§ Assignment: Write out the full listing again. Make no alterations.

==== Exercise material ====

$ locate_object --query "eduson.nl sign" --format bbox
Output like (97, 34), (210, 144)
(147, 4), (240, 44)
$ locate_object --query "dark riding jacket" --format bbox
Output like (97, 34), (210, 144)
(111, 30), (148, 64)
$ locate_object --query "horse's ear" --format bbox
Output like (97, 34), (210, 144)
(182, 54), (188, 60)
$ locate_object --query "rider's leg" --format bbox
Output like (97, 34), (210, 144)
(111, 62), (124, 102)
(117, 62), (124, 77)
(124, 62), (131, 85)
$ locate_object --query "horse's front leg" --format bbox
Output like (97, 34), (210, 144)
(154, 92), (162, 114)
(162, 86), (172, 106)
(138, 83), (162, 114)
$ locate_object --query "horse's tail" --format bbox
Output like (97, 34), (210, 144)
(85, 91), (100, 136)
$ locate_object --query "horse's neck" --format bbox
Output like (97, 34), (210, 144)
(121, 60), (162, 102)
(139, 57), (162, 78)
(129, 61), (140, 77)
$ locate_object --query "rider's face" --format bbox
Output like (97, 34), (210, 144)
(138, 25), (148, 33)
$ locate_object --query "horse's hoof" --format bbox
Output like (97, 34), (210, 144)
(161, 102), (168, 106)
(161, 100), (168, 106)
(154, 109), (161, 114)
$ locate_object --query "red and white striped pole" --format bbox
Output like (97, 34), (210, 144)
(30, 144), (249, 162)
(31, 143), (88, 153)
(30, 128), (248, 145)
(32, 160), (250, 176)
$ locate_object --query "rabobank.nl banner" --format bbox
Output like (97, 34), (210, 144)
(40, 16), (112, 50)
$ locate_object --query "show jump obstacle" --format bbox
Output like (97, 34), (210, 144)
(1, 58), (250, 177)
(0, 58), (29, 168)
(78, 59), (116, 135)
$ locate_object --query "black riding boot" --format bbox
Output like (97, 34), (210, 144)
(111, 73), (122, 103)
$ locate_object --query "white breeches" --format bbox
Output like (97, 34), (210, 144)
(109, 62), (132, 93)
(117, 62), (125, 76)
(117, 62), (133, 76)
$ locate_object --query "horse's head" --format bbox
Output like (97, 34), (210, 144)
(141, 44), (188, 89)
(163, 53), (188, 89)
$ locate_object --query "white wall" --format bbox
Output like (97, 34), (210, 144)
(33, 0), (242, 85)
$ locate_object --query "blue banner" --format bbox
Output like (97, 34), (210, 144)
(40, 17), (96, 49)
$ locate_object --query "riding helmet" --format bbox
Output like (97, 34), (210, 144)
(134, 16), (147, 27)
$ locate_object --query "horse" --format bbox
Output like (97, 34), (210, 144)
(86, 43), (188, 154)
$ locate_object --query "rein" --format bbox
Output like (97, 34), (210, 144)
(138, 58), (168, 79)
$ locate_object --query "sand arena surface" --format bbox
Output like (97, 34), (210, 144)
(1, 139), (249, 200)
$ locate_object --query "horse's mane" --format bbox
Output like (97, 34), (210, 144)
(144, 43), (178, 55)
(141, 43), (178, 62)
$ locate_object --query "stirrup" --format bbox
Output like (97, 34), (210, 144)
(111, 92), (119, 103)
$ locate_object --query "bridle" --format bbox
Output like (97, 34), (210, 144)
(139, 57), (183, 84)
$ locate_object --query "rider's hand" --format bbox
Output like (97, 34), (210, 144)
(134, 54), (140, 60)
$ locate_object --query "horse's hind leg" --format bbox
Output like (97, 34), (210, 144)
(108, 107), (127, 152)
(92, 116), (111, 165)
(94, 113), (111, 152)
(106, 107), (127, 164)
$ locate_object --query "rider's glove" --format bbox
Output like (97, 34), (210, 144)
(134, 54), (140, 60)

====

§ Exercise result:
$ locate_object --query "eduson.nl sign" --format bbox
Output like (97, 34), (210, 144)
(147, 4), (240, 44)
$ locate_object --query "dark riding jacket" --format bbox
Output like (97, 34), (210, 144)
(111, 30), (148, 64)
$ locate_object --query "horse's ear" --format bbox
Output like (97, 34), (210, 144)
(182, 54), (188, 60)
$ locate_object --query "rider's leg" --format bbox
Output like (97, 34), (210, 144)
(111, 62), (124, 102)
(117, 62), (124, 77)
(124, 62), (131, 85)
$ locate_object --query "horse's front leg" --format bbox
Output like (97, 34), (210, 144)
(154, 92), (162, 114)
(162, 86), (172, 106)
(138, 83), (162, 114)
$ locate_object --query "horse's tail" --format bbox
Output like (97, 34), (210, 144)
(85, 91), (100, 136)
$ locate_object --query "horse's neck" --format bbox
Output like (97, 34), (210, 144)
(121, 60), (162, 102)
(139, 57), (162, 78)
(129, 61), (140, 77)
$ locate_object --query "rider's face" --format bbox
Output like (97, 34), (210, 144)
(138, 25), (148, 33)
$ locate_object --query "horse's hoof" --format bbox
Output like (97, 34), (210, 144)
(161, 102), (168, 106)
(161, 100), (168, 106)
(154, 109), (161, 114)
$ locate_object --query "red and white striped pole" --format bbox
Output like (97, 34), (210, 144)
(30, 144), (249, 162)
(31, 143), (88, 153)
(30, 128), (248, 145)
(32, 160), (250, 176)
$ locate_object --query "rabobank.nl banner" --format bbox
Output like (97, 34), (210, 144)
(40, 16), (112, 50)
$ locate_object --query "show jump obstacle" --format bbox
Output like (97, 34), (210, 144)
(1, 58), (250, 177)
(0, 58), (29, 168)
(78, 59), (116, 135)
$ locate_object --query "black riding boot" --format bbox
Output like (97, 34), (210, 144)
(111, 73), (122, 103)
$ locate_object --query "white breeches" --format bbox
Output like (97, 34), (210, 144)
(109, 62), (132, 93)
(117, 62), (125, 76)
(117, 62), (133, 76)
$ locate_object --query "horse's head" --format bbox
Output like (97, 34), (210, 144)
(141, 44), (188, 89)
(163, 53), (188, 89)
$ locate_object --query "white wall" --format bbox
Output like (97, 34), (210, 144)
(33, 0), (242, 85)
$ locate_object --query "blue banner" --format bbox
Output like (97, 34), (210, 144)
(40, 17), (96, 49)
$ locate_object --query "riding helmet" --format bbox
Output like (97, 34), (210, 144)
(134, 16), (147, 27)
$ locate_object --query "horse" --format bbox
Output like (97, 34), (210, 144)
(86, 43), (188, 154)
$ locate_object --query "rein" --format bbox
Output like (97, 34), (210, 144)
(138, 58), (168, 79)
$ locate_object --query "sand arena surface" --format bbox
Output like (97, 34), (210, 144)
(1, 139), (249, 200)
$ locate_object --query "horse's mane" --format bbox
Output like (97, 34), (210, 144)
(144, 43), (178, 55)
(141, 43), (178, 62)
$ locate_object --query "stirrup" --format bbox
Output like (97, 34), (210, 144)
(111, 92), (119, 103)
$ locate_object --query "bridle" --format bbox
Output like (97, 34), (210, 144)
(139, 57), (183, 84)
$ locate_object --query "rider's hand" --format bbox
Output like (97, 34), (210, 144)
(134, 54), (140, 60)
$ locate_object --query "horse's hind leg" --format bbox
Output like (97, 34), (210, 144)
(108, 107), (127, 152)
(92, 116), (111, 165)
(94, 113), (111, 152)
(106, 107), (127, 164)
$ locate_object --query "rider's glove" --format bbox
Output like (97, 34), (210, 144)
(134, 54), (140, 60)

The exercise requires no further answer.